• [The request] Count the lines in the entries below that contain the string "steel". Reply with the number alone.

----- Data provided -----

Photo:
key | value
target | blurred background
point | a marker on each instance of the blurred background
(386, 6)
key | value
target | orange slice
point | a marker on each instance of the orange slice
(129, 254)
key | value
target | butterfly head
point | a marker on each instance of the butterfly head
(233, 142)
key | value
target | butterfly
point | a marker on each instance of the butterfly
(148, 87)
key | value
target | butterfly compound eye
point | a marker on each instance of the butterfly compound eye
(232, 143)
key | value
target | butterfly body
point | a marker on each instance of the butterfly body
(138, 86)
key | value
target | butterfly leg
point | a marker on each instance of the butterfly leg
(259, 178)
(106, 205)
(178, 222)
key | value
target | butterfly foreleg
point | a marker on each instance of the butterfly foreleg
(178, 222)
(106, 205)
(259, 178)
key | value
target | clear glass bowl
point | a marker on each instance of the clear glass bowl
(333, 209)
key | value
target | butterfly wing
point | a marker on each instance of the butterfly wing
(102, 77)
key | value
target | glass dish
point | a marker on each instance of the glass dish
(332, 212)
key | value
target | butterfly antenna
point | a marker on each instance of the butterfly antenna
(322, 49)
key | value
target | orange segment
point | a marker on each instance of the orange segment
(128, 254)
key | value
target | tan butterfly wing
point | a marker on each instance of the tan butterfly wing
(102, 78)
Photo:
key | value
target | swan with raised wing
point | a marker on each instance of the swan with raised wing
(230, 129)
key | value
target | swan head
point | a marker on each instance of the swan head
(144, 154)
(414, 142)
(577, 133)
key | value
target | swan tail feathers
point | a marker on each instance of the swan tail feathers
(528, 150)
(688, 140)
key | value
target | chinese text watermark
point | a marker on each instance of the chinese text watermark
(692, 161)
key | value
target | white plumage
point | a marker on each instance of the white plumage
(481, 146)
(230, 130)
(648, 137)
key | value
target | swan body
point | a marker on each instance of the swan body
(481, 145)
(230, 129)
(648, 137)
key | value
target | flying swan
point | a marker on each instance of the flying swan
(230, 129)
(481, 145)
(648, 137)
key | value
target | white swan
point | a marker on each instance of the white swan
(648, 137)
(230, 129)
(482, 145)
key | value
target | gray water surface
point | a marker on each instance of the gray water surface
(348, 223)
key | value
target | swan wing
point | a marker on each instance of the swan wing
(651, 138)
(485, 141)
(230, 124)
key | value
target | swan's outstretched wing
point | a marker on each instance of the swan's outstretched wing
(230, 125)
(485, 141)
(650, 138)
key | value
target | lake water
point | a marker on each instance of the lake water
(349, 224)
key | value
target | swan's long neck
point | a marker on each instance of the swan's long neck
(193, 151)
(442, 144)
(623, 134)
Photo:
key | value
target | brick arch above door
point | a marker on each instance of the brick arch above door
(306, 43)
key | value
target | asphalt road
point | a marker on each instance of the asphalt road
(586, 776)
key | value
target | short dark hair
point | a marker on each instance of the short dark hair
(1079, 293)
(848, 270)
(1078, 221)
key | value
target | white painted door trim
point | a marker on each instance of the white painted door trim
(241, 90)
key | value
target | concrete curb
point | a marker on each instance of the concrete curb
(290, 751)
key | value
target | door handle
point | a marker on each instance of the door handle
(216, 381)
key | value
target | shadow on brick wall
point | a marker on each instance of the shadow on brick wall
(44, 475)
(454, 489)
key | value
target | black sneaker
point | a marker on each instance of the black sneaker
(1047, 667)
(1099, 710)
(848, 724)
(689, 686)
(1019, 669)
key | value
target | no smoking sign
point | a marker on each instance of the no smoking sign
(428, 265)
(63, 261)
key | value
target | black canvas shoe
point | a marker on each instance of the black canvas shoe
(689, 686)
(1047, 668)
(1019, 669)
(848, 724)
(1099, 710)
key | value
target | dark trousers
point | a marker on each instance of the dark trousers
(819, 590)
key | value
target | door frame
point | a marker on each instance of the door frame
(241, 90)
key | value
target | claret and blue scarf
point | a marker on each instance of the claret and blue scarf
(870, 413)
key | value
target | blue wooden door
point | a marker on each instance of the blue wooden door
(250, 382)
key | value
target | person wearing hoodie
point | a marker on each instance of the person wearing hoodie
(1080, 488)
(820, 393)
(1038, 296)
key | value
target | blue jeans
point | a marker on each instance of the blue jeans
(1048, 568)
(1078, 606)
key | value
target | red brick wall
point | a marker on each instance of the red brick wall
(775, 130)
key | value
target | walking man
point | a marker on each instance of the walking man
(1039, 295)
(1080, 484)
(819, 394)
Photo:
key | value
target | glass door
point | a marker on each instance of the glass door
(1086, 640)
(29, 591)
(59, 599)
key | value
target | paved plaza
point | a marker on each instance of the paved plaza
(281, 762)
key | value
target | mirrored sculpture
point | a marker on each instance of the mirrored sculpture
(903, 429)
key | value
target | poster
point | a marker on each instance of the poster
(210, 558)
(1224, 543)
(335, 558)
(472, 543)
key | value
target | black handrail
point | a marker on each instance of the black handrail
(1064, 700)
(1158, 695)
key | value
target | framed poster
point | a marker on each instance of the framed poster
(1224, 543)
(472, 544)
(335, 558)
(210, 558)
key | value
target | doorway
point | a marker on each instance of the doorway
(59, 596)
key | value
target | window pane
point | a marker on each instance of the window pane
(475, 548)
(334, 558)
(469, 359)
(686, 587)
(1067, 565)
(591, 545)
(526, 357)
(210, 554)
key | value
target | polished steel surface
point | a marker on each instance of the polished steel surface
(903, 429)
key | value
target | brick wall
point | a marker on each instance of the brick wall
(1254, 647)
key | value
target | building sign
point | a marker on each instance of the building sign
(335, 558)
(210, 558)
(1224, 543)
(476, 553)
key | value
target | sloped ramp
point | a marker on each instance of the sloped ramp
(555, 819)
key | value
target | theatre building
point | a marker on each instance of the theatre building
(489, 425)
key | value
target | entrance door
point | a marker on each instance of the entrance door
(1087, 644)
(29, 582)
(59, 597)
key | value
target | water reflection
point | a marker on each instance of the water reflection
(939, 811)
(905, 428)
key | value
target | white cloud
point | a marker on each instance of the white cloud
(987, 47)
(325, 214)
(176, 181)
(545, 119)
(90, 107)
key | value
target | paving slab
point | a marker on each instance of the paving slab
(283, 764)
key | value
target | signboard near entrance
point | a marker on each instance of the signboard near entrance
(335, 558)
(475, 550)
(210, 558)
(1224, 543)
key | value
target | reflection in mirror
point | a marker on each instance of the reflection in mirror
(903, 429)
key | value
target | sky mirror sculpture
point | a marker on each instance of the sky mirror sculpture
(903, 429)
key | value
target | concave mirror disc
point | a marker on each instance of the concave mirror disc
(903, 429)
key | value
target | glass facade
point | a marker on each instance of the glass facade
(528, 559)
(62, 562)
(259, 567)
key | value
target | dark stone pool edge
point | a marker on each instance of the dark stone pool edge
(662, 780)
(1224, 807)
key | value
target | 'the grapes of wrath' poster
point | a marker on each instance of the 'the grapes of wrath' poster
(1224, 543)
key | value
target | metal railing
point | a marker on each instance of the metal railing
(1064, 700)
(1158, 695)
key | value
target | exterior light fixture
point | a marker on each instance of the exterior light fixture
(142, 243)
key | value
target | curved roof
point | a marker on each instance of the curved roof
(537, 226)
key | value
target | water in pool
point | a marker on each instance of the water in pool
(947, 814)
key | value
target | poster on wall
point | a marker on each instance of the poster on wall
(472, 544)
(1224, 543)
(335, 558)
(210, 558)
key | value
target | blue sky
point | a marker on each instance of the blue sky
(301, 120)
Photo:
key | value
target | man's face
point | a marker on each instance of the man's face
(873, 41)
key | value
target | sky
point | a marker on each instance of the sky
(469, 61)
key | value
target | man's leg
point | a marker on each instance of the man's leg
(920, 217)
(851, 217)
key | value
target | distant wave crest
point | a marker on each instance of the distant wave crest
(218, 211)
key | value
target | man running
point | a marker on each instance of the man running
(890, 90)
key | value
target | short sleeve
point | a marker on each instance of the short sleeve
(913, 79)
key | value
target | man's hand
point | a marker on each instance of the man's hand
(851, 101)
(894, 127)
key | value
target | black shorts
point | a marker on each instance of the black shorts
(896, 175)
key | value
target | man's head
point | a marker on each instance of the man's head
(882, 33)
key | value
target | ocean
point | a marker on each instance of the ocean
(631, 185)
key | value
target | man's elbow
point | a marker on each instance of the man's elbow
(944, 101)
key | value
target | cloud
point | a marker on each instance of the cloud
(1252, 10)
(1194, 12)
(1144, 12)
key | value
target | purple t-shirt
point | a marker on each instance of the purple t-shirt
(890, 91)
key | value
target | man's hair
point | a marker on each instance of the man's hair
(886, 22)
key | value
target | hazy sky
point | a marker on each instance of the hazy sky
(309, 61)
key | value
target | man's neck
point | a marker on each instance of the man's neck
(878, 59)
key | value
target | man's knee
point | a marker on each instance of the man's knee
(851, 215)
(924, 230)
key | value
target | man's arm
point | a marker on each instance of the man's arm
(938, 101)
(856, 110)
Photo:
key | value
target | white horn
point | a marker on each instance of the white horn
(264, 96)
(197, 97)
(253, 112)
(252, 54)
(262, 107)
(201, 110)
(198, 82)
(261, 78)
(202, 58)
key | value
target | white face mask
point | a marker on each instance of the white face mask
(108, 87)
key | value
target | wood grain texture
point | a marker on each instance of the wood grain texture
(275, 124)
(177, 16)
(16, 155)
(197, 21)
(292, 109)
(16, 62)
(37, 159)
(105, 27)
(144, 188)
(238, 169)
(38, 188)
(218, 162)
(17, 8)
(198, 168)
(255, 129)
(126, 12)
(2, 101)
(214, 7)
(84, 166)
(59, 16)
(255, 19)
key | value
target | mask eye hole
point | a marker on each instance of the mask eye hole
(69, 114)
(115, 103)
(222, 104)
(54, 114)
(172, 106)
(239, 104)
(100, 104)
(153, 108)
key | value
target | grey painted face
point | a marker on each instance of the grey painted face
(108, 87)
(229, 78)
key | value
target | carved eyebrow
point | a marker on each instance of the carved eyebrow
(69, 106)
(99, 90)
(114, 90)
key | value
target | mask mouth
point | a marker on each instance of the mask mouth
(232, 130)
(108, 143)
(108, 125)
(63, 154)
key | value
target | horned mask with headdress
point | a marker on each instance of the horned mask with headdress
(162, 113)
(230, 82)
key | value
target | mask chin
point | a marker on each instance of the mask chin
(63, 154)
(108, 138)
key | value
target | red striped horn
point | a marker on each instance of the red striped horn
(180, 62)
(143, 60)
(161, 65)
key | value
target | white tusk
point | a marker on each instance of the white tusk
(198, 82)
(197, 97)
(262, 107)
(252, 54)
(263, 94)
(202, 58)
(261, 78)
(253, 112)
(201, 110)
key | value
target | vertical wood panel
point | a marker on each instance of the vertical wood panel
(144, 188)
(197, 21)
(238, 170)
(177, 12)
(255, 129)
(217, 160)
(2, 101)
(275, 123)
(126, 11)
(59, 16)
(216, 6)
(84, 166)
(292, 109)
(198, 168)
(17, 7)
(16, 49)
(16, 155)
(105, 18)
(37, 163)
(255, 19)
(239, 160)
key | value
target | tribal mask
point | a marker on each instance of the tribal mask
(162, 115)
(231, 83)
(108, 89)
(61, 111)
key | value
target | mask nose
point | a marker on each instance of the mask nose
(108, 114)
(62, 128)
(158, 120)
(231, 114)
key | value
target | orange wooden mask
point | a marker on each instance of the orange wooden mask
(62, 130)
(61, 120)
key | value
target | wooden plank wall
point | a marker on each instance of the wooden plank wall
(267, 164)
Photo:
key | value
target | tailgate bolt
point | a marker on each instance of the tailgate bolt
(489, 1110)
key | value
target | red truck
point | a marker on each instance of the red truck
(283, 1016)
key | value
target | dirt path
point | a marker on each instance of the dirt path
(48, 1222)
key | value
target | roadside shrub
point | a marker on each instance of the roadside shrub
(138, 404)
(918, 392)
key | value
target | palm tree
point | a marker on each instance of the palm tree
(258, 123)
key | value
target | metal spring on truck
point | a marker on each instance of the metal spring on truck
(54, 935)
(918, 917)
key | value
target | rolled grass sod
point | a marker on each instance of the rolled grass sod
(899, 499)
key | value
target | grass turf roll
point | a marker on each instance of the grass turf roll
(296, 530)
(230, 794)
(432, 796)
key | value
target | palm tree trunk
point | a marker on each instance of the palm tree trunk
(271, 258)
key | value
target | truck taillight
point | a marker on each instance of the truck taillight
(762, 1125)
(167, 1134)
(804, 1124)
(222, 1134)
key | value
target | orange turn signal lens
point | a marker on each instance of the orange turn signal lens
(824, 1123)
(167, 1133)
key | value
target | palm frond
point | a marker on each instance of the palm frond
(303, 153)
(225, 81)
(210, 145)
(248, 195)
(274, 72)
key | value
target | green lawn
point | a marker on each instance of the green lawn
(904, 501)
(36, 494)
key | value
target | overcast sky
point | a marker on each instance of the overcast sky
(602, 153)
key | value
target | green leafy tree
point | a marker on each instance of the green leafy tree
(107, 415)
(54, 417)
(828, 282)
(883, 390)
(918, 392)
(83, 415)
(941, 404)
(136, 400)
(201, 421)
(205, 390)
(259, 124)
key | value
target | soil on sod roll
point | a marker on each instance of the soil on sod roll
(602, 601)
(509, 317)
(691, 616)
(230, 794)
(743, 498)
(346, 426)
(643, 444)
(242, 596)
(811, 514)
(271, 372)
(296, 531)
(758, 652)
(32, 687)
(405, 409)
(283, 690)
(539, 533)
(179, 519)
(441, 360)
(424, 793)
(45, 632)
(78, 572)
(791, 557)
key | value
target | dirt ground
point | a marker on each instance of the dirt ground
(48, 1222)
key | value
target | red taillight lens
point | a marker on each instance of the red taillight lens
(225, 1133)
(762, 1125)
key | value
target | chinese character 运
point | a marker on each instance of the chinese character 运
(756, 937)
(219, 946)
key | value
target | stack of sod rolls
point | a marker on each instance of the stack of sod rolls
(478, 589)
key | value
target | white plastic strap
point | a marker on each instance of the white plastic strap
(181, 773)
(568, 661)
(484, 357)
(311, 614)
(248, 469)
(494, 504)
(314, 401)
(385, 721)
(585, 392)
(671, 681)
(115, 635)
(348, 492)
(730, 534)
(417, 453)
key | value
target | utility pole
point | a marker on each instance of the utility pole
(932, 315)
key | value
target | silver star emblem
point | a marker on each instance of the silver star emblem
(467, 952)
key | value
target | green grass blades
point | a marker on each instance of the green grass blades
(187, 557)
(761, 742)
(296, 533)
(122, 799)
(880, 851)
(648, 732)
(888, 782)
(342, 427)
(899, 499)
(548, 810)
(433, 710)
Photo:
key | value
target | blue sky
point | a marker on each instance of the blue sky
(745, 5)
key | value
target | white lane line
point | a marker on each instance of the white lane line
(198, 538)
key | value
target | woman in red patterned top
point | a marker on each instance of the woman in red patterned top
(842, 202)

-----

• [The result] 2